━━━ PROVIDED ENTRIES

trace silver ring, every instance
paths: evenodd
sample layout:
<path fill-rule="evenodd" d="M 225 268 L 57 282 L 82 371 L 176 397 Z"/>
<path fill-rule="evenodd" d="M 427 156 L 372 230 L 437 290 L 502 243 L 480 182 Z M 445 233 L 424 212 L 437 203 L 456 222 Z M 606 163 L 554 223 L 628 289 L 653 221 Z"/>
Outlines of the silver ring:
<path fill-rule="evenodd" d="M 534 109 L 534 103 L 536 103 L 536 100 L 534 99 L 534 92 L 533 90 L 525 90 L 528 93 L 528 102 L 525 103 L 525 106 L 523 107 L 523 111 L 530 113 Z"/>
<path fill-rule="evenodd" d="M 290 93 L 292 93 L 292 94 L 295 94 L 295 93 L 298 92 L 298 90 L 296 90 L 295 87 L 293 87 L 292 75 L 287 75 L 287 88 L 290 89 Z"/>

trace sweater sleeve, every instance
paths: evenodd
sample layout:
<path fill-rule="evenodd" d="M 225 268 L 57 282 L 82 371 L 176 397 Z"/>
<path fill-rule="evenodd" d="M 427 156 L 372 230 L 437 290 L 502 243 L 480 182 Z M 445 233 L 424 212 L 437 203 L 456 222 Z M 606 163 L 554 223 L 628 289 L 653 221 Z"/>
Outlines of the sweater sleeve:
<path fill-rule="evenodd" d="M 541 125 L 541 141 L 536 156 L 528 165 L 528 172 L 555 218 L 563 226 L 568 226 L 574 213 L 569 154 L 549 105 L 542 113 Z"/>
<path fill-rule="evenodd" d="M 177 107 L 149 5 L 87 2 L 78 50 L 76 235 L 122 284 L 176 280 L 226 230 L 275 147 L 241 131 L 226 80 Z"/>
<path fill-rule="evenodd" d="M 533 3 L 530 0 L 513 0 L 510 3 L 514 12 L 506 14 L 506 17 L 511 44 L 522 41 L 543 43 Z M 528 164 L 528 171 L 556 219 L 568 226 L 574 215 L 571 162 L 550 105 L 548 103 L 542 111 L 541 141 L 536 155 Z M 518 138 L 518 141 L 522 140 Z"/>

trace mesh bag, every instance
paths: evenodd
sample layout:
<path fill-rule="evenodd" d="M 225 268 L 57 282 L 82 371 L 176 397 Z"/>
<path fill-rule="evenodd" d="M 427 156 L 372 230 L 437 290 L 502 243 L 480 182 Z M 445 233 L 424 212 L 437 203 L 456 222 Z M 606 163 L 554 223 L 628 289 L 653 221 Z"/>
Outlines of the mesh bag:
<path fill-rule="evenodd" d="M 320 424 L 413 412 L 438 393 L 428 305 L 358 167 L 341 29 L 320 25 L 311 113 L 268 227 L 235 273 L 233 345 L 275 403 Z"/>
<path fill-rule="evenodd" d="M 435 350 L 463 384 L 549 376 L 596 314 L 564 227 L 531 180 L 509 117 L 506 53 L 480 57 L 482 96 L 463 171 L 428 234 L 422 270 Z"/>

━━━━━━

» TASK PROMPT
Review the entries above and return every line where "instance" appears.

» PROBLEM SOLUTION
trace silver ring, every instance
trace sweater sleeve, every instance
trace mesh bag, every instance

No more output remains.